### What you need to do
Count the lines in the listing below that contain the string "wristwatch". Give only the number.

******************************

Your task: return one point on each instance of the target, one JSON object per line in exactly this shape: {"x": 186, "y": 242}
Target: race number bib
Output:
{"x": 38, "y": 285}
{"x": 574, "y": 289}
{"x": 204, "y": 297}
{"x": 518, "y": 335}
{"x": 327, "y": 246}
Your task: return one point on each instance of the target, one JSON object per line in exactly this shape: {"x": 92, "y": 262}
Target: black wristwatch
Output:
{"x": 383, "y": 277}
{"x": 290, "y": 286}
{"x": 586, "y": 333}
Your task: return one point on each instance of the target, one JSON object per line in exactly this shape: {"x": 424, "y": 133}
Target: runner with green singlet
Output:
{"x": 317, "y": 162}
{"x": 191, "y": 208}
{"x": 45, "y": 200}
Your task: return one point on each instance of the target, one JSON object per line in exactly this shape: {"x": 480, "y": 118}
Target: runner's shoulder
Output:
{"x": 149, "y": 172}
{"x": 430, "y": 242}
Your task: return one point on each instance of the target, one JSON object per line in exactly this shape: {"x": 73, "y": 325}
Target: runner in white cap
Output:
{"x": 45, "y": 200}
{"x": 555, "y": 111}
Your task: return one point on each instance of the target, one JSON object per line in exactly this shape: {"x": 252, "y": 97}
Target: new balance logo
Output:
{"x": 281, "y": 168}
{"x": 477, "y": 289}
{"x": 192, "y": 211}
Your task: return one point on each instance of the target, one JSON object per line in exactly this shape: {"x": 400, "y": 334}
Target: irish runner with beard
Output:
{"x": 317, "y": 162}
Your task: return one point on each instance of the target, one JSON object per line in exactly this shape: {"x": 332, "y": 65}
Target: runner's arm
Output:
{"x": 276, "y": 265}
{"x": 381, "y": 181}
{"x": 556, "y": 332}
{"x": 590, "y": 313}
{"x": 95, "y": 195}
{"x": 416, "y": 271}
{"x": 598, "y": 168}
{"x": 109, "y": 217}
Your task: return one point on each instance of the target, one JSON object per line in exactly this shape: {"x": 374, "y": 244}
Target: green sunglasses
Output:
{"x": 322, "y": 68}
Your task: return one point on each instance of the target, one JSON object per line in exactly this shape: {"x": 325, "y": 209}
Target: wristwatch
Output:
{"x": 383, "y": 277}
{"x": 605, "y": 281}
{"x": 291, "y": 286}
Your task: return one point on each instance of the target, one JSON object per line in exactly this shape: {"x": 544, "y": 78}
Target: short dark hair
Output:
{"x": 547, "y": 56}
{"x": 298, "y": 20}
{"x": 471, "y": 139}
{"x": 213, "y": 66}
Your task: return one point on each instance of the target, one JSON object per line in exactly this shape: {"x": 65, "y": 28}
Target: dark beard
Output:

******************************

### Exercise response
2